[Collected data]

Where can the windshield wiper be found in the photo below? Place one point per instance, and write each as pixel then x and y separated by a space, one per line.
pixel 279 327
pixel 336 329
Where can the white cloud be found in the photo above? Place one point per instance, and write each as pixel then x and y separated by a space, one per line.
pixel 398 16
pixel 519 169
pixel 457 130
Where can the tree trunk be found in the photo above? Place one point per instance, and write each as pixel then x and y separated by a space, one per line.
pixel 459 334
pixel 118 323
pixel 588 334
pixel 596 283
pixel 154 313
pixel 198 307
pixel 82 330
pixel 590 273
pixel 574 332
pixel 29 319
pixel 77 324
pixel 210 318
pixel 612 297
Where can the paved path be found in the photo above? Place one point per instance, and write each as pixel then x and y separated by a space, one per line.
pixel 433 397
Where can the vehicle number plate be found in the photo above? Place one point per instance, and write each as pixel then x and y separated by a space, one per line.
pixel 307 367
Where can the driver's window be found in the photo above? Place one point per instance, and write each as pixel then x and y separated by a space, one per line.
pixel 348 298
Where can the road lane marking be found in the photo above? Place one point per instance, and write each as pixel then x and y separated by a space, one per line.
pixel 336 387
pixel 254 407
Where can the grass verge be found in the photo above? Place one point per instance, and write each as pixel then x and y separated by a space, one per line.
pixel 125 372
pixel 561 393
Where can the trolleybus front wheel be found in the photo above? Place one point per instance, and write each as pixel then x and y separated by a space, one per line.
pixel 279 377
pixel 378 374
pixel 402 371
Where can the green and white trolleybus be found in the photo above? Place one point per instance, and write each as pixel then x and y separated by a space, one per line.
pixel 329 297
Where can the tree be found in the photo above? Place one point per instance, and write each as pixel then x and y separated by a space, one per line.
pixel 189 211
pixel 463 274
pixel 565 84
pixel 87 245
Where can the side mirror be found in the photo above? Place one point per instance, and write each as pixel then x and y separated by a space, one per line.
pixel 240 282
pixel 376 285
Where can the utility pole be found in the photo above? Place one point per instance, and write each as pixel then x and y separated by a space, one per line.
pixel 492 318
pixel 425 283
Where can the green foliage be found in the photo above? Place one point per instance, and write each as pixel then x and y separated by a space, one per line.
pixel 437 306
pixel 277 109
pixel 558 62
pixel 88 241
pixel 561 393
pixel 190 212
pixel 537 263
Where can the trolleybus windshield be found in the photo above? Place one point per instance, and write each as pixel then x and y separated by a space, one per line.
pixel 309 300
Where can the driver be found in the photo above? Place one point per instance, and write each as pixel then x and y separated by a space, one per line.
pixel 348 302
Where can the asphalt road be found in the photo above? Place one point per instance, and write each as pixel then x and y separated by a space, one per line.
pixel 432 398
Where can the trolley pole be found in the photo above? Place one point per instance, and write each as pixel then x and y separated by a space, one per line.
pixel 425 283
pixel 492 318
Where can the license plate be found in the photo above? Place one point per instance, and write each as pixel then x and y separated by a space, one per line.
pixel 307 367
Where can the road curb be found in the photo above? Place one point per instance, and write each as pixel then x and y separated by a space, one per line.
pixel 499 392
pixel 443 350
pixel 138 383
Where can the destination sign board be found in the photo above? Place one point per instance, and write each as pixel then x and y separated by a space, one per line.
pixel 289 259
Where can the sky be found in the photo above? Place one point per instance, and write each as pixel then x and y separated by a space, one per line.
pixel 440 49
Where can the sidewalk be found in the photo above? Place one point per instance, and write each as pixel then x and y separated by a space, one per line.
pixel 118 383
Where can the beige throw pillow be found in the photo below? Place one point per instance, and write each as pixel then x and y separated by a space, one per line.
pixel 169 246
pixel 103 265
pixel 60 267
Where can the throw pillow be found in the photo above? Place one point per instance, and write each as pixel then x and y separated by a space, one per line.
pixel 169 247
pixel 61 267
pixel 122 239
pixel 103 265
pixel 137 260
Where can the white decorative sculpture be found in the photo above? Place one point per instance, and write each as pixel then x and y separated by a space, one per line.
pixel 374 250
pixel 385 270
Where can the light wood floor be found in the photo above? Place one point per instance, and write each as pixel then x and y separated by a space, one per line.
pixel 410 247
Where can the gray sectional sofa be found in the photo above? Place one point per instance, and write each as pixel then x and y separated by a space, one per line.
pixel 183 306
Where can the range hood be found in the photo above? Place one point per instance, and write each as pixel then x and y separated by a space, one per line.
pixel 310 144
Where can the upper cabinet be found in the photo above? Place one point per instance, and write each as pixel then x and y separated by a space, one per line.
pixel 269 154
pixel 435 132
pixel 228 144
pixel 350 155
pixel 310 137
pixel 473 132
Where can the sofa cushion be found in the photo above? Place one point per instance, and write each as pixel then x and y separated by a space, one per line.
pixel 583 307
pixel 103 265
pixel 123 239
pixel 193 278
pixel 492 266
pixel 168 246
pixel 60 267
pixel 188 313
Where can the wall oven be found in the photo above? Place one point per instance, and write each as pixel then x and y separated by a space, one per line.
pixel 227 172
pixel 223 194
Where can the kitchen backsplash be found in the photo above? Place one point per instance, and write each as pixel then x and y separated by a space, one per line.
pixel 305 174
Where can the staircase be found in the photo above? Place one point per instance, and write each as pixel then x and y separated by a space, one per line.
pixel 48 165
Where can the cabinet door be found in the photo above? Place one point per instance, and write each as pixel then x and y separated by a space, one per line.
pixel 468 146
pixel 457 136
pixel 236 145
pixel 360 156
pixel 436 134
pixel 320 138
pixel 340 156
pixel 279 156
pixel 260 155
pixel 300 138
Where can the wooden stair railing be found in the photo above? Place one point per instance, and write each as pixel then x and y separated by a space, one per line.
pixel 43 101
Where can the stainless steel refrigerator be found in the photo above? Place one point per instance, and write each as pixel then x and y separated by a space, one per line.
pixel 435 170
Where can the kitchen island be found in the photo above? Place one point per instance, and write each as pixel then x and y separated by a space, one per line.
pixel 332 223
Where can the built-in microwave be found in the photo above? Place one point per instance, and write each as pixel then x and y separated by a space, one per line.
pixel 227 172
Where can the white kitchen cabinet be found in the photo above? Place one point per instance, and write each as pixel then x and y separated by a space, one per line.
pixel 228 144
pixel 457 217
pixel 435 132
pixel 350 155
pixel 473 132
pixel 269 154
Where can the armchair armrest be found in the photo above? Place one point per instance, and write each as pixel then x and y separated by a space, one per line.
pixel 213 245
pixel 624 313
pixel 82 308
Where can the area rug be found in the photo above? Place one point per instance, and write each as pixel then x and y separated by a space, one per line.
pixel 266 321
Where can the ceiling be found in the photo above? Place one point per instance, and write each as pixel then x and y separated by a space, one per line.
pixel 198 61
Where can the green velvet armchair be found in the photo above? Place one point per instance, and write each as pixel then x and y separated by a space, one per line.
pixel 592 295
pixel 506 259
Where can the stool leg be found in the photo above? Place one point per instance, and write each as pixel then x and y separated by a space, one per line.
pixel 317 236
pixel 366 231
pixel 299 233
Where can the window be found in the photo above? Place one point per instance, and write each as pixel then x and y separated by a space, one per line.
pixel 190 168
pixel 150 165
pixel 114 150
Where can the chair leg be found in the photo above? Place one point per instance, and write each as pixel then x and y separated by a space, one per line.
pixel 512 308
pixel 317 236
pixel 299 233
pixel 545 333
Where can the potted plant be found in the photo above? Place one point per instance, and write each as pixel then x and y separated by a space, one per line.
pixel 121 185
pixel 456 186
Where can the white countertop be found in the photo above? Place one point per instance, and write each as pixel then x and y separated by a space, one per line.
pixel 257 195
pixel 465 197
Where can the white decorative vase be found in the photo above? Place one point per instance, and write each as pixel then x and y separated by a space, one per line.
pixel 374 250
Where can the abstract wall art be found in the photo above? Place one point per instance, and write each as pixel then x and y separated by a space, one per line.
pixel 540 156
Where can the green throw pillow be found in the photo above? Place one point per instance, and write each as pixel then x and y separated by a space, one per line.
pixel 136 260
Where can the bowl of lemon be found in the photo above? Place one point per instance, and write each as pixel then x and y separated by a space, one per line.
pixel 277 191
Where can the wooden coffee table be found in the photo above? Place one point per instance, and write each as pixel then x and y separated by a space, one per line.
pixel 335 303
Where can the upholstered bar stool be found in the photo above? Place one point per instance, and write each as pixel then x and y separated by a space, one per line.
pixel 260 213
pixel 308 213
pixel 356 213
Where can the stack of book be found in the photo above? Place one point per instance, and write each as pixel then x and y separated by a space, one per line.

> What you should do: Extract every line from the one with "Where can the green throw" down to the final line above, both included, exactly as written.

> Solved exercise:
Where can the green throw pillow be found in the photo above? Place one point per instance, and write each as pixel then x and y separated by a space, one per line.
pixel 136 260
Where can the bowl of lemon be found in the photo above? Place one point per instance, and write each as pixel then x and y separated by a space, one per line.
pixel 277 191
Where can the wooden coffee table be found in the photo above? Place one point per instance, and write each as pixel then x and y separated by a space, one per line.
pixel 335 303
Where can the upholstered bar stool be found in the photo above? Place one point per instance, and write each as pixel then x and y separated by a space, one per line.
pixel 260 213
pixel 308 213
pixel 356 213
Where can the stack of book be found in the photo above? Place one point per instance, and write each as pixel then x and y separated by a space, one per line.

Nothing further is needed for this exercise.